- **SET PROBLEM**
Omit every picture and output the rest of the records exactly as they are.

- **LISTING**
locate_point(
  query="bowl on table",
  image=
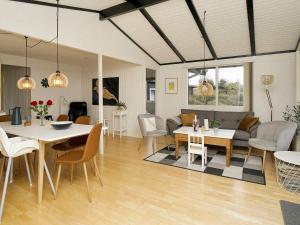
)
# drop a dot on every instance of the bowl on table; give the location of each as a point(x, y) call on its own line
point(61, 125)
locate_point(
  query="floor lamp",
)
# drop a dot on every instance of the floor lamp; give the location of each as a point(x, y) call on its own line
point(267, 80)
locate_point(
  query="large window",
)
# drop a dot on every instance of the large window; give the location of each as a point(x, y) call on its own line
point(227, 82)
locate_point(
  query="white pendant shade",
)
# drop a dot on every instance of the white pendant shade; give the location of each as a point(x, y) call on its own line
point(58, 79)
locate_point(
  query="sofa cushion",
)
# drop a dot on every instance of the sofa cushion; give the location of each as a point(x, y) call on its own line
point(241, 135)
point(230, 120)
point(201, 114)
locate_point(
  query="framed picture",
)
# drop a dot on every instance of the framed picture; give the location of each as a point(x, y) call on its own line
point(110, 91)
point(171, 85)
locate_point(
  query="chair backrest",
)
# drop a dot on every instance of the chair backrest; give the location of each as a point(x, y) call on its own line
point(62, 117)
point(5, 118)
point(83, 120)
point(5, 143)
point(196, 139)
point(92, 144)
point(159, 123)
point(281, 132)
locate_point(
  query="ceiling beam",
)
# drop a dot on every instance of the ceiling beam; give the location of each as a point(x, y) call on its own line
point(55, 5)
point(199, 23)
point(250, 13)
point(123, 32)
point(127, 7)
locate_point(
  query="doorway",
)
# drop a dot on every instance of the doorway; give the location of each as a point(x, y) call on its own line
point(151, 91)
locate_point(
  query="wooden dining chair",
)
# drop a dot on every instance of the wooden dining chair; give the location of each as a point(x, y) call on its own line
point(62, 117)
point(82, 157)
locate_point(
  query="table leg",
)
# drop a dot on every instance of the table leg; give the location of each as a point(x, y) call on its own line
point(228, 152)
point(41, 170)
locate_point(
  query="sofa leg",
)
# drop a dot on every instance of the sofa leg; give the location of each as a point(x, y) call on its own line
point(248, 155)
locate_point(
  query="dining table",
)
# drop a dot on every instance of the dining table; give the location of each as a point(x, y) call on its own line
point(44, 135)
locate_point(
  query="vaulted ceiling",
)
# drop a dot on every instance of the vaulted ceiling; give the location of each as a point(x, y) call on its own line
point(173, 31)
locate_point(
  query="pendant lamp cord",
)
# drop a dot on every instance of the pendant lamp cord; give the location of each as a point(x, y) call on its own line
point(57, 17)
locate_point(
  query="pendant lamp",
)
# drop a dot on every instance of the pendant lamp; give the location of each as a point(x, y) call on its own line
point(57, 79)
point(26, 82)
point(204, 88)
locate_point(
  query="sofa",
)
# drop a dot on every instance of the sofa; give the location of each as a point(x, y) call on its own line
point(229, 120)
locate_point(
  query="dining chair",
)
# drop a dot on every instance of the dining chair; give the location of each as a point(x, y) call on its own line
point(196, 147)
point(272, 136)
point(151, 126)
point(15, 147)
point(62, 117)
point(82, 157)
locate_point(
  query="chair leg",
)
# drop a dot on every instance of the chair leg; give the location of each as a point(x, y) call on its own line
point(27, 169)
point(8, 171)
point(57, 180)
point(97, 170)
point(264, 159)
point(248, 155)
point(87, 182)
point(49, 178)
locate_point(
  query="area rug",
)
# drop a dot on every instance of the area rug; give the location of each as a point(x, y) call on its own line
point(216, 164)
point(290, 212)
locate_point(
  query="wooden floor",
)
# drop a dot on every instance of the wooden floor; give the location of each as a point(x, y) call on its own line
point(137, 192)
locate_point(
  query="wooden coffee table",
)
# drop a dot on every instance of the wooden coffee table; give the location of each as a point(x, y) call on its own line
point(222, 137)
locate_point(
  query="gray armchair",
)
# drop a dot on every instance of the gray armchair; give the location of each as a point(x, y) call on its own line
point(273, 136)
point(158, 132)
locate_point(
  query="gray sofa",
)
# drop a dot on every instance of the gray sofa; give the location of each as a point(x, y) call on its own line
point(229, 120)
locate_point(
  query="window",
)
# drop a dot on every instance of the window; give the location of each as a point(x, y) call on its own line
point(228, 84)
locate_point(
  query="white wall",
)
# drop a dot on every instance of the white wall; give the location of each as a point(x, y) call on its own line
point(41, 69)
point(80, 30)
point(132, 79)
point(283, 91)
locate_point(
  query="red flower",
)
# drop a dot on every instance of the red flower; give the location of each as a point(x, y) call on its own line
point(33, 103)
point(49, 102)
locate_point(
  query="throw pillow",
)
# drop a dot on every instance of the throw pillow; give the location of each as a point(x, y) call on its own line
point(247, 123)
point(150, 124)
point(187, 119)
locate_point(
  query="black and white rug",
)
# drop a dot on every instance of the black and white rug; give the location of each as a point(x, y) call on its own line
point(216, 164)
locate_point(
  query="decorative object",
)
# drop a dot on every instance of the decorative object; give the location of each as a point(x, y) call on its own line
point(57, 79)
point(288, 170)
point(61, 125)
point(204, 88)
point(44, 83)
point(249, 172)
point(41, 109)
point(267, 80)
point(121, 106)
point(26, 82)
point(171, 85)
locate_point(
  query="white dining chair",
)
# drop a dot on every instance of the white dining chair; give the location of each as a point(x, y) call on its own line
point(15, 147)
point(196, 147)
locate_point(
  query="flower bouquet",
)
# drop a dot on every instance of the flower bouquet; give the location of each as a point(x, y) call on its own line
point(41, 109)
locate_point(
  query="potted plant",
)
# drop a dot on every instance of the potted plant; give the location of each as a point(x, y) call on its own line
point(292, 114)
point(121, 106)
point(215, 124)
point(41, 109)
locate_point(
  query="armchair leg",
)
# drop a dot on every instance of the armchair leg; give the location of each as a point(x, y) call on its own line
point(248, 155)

- **OUTPUT BELOW**
locate_point(
  query="bowl on table",
  image=
)
# drop a dot on every instance of the bowl on table; give the location of each as a point(x, y) call on its own line
point(61, 125)
locate_point(
  query="floor lamp",
)
# drop a dot on every instance of the floor lamp; give the location of each as a point(x, y) call on its own line
point(267, 80)
locate_point(
  query="large window",
)
# drop a dot on every instance of the large window; give the location of each as a point(x, y) call on its own line
point(227, 82)
locate_point(
  query="white pendant shade",
)
# drop a dot on every instance of the white pendant shade; give the location of each as a point(x, y) call on its own line
point(58, 79)
locate_point(
  query="sofa cushion",
)
# drop a dot on every instance of the sofa cushion; give the location of each as a point(x, y) call on its own line
point(241, 135)
point(230, 120)
point(201, 114)
locate_point(
  query="framed picture",
)
# drop a dot on every instance of the framed picture; give the location of each as a point(x, y) call on its own line
point(110, 91)
point(171, 85)
locate_point(
  query="chair backrest",
)
# drop a dot on every instance of the chair backrest; give the location of each as a point(x, y) call on its own line
point(62, 117)
point(5, 118)
point(83, 120)
point(5, 143)
point(196, 139)
point(92, 144)
point(159, 123)
point(281, 132)
locate_point(
  query="ceiling beam",
)
# drop a dot on every instance of the ceiling beam; give the location of each as a point(x, y) call on its own line
point(55, 5)
point(199, 23)
point(250, 13)
point(123, 32)
point(127, 7)
locate_point(
  query="doorway",
)
# drop a dot on every instance of the doorway; give the location of each as a point(x, y) call on its own line
point(151, 91)
locate_point(
  query="wooden dining chair",
)
# drop a dot on every instance of the wooden dining chair; give the location of each as a point(x, y) call on its own line
point(62, 117)
point(82, 157)
locate_point(
  query="table leg",
)
# drop a dot on every instance of the table leg; give the location of each as a point(x, y) call on its own line
point(228, 152)
point(41, 170)
locate_point(
  query="sofa leg",
)
# drop a dot on every instance of the sofa leg; give the location of each as a point(x, y) call on its own line
point(248, 155)
locate_point(
  query="dining table",
)
# drop a dot on every instance of the dining table; give the location of each as a point(x, y) call on its own line
point(44, 135)
locate_point(
  query="vaulted ceiling",
)
# drop a dot on every instance of the vaulted ceiling; give the location of each as a point(x, y) call on its own line
point(173, 31)
locate_point(
  query="pendant lamp cord",
)
# drop a dot on every instance of the pendant lamp cord; give the location of each as a point(x, y) call on its own line
point(57, 17)
locate_point(
  query="pendant lamp",
)
# drop a dot on every instance of the pendant lamp; give the location of each as a point(x, y) call on its own line
point(57, 79)
point(26, 82)
point(204, 88)
locate_point(
  query="sofa",
)
# drop a dot on every instance of the sofa; give the location of each as a point(x, y) call on its own line
point(229, 120)
locate_point(
  query="dining chair",
)
# drop a dot on every instance of the dining chair; give the location of each as a point(x, y) call on its own line
point(196, 147)
point(272, 136)
point(151, 126)
point(15, 147)
point(62, 117)
point(82, 157)
locate_point(
  query="chair leg",
)
# drop a dot on every instance of the chair leg; give the location of each as a point(x, y) call on its own line
point(27, 169)
point(8, 171)
point(57, 180)
point(97, 170)
point(264, 159)
point(248, 155)
point(87, 182)
point(49, 178)
locate_point(
  query="area rug",
)
# drop a dot on every instance of the area rug; give the location of each as a point(x, y) call on its own line
point(216, 164)
point(290, 212)
locate_point(
  query="wooden floor",
)
# drop a dot on every instance of the wooden floor; give the location of each as a point(x, y) call on its own line
point(137, 192)
locate_point(
  query="wooden coffee table",
)
# drop a dot on every instance of the wooden coffee table; give the location of each as a point(x, y) call on its own line
point(222, 137)
locate_point(
  query="gray armchair",
)
# drop a dot on every instance of the gray armchair; give the location of each as a point(x, y) call on its own line
point(273, 136)
point(158, 132)
locate_point(
  query="gray sofa",
)
# drop a dot on every instance of the gray sofa; give the location of each as a point(x, y) call on its own line
point(229, 120)
locate_point(
  query="window",
)
# drop a dot on every instance of the window; give the location of each as a point(x, y) call on its own line
point(228, 84)
locate_point(
  query="white wall",
)
# drop a dot on every instance of the white wall; give the location of each as a point(x, y) call on its own line
point(41, 69)
point(80, 30)
point(132, 79)
point(283, 91)
locate_point(
  query="red flower",
)
# drop a dot on every instance of the red flower; give the location of each as a point(x, y) call on its own line
point(33, 103)
point(49, 102)
locate_point(
  query="throw pillow",
)
# drop a dot on every instance of the throw pillow; give the location of each as a point(x, y) call on its own line
point(247, 123)
point(150, 124)
point(187, 119)
locate_point(
  query="black and white rug",
)
# drop a dot on every instance of the black and white rug; give the location of each as a point(x, y) call on its own line
point(216, 164)
locate_point(
  query="decorative object",
)
# drop a dot on every instance of the decorative object; give the location of each as a point(x, y) call on its own line
point(57, 79)
point(288, 170)
point(61, 125)
point(204, 88)
point(44, 83)
point(249, 172)
point(41, 109)
point(267, 80)
point(121, 106)
point(26, 82)
point(171, 85)
locate_point(
  query="white dining chair",
)
# drop a dot on every instance of the white dining chair; give the location of each as a point(x, y) call on its own line
point(15, 147)
point(196, 147)
locate_point(
  query="flower bouquet",
)
# drop a dot on every instance of the flower bouquet; give the location of each as a point(x, y) call on its own line
point(41, 109)
locate_point(
  query="potted plant",
)
# drop a dot on every instance of the potted plant; give the location of each as a point(x, y) call on its own line
point(292, 114)
point(121, 106)
point(215, 124)
point(41, 109)
locate_point(
  query="armchair leg",
)
# drop a dot on every instance of the armchair leg; give the location of each as a point(x, y) call on its own line
point(248, 155)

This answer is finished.